— Start RECORDS SUPPLIED —

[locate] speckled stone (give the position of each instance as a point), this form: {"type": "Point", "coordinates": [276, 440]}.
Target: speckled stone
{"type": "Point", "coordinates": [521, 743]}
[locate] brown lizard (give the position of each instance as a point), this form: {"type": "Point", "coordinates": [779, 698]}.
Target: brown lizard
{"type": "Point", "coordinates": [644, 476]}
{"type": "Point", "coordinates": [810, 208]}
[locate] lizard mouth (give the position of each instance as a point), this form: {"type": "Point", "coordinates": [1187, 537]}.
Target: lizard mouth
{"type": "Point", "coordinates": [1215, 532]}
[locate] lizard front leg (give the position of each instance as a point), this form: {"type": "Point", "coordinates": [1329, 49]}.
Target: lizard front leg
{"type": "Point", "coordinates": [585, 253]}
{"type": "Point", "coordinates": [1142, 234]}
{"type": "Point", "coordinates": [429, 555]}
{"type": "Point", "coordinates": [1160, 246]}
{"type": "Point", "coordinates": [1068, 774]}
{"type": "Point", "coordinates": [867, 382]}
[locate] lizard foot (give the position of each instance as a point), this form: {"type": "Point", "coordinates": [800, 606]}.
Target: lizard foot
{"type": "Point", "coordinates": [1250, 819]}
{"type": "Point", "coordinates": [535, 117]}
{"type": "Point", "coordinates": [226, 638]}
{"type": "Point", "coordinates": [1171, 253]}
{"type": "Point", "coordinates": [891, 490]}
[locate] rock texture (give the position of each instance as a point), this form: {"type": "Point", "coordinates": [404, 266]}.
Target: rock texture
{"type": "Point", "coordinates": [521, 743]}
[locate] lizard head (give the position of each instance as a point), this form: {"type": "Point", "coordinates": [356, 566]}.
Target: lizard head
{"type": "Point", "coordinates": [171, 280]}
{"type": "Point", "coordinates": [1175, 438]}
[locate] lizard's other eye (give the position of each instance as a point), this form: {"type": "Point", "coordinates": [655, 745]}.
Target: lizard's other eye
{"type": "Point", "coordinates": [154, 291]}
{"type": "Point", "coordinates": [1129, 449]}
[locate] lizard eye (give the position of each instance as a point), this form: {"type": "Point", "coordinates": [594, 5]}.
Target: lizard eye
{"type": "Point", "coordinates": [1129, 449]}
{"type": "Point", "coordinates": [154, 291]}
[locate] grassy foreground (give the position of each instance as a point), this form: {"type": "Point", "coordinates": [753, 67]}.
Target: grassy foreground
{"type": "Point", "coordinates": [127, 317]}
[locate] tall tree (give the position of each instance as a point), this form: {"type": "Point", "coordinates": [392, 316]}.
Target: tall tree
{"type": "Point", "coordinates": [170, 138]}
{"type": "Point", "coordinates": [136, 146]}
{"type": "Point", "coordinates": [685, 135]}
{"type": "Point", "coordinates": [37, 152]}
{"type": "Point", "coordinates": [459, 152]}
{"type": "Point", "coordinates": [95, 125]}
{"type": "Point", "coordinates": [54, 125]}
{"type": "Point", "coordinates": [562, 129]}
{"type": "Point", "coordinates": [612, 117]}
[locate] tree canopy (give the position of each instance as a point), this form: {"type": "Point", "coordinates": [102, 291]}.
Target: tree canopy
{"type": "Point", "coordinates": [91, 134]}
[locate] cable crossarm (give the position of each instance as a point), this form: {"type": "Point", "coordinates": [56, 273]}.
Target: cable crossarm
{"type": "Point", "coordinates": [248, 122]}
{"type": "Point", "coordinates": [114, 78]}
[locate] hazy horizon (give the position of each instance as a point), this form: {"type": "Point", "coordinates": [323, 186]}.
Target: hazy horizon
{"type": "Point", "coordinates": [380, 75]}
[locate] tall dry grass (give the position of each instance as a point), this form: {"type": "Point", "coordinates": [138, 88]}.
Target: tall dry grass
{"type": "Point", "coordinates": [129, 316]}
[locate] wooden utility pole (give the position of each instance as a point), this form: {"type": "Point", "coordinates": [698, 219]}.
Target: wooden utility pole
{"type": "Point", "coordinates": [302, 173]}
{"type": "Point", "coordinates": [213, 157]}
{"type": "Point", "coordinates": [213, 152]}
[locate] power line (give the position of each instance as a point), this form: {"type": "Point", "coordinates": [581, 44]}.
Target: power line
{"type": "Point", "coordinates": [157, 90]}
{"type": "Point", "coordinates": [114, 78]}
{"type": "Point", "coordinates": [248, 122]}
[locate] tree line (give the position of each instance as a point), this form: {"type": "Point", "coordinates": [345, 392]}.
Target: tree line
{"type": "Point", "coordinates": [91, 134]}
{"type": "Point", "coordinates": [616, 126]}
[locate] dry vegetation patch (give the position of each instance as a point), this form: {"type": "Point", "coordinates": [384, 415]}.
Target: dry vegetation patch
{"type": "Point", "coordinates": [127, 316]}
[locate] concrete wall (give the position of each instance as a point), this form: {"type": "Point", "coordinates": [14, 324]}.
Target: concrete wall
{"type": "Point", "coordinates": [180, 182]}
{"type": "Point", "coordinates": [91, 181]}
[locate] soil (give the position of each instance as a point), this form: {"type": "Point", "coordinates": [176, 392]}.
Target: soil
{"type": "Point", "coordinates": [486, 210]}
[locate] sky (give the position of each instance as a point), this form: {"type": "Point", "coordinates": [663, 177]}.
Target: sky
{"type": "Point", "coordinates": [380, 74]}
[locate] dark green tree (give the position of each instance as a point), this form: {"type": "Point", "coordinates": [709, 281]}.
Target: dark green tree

— End RECORDS SUPPLIED —

TASK DESCRIPTION> Write out again the stretch from the line containing "[locate] wooden utility" through the end of the entries, requests included. Shift every coordinate in the answers by -84, and leave the coordinates in the requests and their format samples unchanged.

RESULT OF THIS EXERCISE>
[locate] wooden utility pole (give the position of each instance as a point), this form: {"type": "Point", "coordinates": [698, 219]}.
Target: wooden utility pole
{"type": "Point", "coordinates": [218, 89]}
{"type": "Point", "coordinates": [129, 73]}
{"type": "Point", "coordinates": [129, 68]}
[locate] power line (give the position of each instance as a point), this form: {"type": "Point", "coordinates": [581, 44]}.
Target: power line
{"type": "Point", "coordinates": [73, 6]}
{"type": "Point", "coordinates": [30, -6]}
{"type": "Point", "coordinates": [164, 38]}
[locate] tree line (give the position of each instance as a point), this form: {"type": "Point", "coordinates": [345, 392]}.
Target: tree line
{"type": "Point", "coordinates": [7, 50]}
{"type": "Point", "coordinates": [532, 42]}
[locate] dry vegetation patch (give the position of each instance as a point), this form: {"type": "Point", "coordinates": [384, 415]}.
Target: dry vegetation patch
{"type": "Point", "coordinates": [43, 232]}
[locate] concrete wall (give the position of each instance as a point), this form: {"type": "Point", "coordinates": [14, 324]}.
Target: concrete wall
{"type": "Point", "coordinates": [96, 98]}
{"type": "Point", "coordinates": [7, 97]}
[locate] soil (give the position of each instance as a point), this form: {"type": "Point", "coordinates": [176, 392]}.
Target: soil
{"type": "Point", "coordinates": [402, 126]}
[locate] sky (give the position of each instance as a point), this form: {"type": "Point", "coordinates": [663, 177]}.
Target: sky
{"type": "Point", "coordinates": [296, -10]}
[locate] dark green tree (give the position of each instance as a point), this form: {"type": "Point", "coordinates": [709, 281]}.
Target: dark green tree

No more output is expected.